# WHAT TO WORK ON
How many lines in the records contain the string "sock"? Case counts, and your reply should be the number alone.

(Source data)
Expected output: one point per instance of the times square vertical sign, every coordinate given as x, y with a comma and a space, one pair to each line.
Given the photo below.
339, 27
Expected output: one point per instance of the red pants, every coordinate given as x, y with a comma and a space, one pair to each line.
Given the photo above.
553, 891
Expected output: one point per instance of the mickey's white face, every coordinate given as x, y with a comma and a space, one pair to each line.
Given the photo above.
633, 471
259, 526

...

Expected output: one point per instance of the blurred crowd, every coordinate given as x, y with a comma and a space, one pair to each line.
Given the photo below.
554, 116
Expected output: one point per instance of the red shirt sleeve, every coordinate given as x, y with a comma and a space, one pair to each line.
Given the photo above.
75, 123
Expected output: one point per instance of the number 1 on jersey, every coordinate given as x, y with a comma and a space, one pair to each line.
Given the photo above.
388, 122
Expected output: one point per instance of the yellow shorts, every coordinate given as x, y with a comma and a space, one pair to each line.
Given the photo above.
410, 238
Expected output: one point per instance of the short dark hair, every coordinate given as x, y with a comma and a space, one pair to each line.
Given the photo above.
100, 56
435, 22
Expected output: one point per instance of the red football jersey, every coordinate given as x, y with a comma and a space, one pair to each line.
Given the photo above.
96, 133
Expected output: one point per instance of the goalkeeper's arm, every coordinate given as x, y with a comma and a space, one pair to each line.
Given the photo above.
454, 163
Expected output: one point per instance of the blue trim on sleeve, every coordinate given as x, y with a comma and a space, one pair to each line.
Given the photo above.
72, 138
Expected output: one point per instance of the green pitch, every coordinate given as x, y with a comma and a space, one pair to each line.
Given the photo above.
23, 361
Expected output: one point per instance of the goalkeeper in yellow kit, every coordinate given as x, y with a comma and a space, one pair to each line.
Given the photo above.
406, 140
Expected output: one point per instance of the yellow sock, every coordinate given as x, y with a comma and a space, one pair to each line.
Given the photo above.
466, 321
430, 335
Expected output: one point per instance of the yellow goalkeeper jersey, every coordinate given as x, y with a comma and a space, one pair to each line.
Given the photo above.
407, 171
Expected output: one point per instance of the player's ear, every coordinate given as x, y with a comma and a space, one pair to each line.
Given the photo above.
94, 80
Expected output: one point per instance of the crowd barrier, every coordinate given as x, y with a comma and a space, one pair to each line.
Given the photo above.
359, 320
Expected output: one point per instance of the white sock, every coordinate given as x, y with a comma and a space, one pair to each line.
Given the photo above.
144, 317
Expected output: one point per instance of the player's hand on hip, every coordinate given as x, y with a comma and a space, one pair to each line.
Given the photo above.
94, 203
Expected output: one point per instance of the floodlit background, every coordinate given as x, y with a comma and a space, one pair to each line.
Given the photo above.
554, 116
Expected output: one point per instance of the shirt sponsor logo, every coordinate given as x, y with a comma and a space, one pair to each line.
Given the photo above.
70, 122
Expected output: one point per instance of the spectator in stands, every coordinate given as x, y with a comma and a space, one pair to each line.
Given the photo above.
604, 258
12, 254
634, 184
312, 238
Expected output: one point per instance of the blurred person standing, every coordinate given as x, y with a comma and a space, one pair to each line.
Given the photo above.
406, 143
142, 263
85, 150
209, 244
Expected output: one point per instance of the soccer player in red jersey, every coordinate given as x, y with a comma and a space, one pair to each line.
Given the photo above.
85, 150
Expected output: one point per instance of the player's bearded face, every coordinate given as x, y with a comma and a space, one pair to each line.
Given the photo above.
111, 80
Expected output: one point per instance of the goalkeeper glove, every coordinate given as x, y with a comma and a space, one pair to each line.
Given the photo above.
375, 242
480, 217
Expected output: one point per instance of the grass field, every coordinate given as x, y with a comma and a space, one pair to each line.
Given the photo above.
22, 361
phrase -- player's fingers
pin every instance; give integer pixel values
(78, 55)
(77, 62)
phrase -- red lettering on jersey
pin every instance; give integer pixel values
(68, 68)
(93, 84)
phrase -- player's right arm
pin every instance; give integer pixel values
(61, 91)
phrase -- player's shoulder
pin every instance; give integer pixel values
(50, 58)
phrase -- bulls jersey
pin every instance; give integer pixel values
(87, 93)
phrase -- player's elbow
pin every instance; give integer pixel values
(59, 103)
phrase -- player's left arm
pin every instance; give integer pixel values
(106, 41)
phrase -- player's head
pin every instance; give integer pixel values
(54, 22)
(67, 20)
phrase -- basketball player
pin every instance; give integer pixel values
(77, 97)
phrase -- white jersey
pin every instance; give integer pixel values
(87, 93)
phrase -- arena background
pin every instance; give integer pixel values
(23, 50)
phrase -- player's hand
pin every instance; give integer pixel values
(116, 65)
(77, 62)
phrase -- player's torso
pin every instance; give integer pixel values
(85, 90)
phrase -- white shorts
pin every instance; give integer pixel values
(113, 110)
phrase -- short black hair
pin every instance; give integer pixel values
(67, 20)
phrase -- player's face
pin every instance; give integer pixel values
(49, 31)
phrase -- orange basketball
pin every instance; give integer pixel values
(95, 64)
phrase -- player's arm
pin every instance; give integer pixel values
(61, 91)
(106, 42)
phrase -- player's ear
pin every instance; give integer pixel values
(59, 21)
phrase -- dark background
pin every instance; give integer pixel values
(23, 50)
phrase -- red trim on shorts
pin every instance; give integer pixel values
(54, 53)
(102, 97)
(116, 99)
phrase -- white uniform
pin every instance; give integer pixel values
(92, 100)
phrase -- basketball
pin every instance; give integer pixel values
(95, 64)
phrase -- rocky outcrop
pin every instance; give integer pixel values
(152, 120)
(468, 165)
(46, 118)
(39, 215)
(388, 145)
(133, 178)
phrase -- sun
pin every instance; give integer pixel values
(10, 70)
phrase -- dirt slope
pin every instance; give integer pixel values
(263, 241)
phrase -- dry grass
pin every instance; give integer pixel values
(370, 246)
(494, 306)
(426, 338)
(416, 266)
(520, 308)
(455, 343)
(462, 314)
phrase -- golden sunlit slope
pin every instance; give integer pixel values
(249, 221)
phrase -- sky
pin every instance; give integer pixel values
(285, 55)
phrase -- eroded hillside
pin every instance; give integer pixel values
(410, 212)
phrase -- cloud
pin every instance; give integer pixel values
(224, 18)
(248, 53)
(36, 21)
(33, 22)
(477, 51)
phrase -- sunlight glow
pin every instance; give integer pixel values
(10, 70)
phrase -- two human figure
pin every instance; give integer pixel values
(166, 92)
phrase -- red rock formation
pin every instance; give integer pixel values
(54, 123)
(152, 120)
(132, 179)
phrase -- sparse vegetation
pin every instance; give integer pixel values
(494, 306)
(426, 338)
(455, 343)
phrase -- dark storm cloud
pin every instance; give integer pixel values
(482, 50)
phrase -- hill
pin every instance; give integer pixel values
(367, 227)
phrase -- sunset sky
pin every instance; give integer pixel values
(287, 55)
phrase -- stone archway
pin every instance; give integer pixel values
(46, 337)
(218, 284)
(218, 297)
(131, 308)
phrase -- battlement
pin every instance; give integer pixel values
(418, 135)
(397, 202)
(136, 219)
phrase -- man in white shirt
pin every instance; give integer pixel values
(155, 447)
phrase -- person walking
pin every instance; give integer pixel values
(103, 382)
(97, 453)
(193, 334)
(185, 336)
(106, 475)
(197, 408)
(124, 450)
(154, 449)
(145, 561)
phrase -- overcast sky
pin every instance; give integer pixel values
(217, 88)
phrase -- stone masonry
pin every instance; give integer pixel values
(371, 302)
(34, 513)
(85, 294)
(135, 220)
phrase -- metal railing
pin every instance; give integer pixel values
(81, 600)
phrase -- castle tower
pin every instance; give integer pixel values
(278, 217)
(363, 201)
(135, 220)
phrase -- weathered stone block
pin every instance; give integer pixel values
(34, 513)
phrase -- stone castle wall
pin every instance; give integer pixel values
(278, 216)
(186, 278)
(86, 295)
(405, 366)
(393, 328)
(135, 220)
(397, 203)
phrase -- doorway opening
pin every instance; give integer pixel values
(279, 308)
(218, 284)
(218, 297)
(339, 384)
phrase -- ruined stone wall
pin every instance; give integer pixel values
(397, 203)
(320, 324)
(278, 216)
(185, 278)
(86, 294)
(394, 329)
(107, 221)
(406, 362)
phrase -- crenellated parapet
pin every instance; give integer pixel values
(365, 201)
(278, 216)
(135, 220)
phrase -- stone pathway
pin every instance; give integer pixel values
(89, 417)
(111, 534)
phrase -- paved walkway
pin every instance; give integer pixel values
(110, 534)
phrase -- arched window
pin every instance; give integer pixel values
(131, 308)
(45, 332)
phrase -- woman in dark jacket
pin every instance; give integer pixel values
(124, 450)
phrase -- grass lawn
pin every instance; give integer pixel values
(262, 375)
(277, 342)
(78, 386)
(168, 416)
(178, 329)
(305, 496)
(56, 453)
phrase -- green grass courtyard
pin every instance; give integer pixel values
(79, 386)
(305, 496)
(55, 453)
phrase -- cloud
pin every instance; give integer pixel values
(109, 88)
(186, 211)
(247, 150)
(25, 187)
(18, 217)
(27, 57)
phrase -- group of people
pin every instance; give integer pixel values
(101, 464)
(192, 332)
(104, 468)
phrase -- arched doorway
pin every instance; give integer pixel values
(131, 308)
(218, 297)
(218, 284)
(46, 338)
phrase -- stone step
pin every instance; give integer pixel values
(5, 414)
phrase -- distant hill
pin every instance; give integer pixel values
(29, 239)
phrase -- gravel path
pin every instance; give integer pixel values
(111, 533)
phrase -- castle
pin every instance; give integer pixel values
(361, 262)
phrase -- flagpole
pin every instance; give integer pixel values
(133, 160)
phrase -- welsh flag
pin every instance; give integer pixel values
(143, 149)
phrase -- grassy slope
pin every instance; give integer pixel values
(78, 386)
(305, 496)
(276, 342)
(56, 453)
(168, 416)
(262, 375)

---

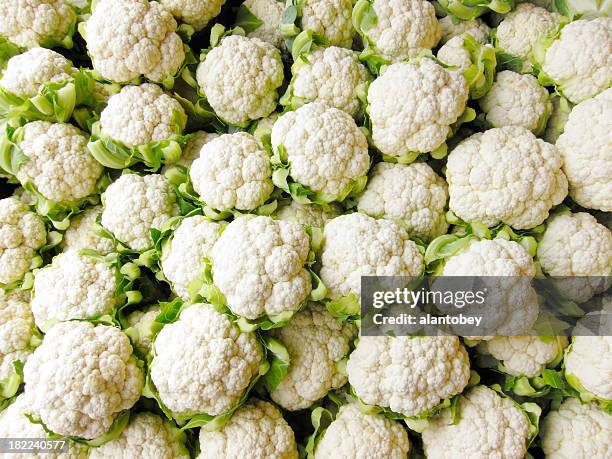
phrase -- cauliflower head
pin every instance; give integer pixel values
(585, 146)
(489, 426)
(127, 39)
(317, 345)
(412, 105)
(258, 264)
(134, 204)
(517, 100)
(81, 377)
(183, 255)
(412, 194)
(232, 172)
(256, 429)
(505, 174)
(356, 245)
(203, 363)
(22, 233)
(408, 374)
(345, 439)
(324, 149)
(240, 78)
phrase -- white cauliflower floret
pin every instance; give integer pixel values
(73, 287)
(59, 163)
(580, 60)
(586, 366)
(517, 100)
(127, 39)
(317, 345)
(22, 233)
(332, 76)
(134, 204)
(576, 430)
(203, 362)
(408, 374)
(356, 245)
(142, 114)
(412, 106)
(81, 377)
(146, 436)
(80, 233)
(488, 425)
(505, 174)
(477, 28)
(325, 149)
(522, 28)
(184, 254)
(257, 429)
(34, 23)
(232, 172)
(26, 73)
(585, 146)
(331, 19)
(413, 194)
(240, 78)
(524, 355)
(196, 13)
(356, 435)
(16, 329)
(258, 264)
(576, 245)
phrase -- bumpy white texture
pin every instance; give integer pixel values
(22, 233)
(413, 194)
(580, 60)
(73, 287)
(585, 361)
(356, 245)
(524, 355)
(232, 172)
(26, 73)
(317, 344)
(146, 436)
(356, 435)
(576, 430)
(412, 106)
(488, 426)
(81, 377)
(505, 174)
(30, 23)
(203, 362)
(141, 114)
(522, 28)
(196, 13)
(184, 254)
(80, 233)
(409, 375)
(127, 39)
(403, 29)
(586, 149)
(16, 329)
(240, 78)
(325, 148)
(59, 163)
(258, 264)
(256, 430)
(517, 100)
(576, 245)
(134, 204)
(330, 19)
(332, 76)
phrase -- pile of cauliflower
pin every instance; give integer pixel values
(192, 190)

# SOLUTION FOR THIS TASK
2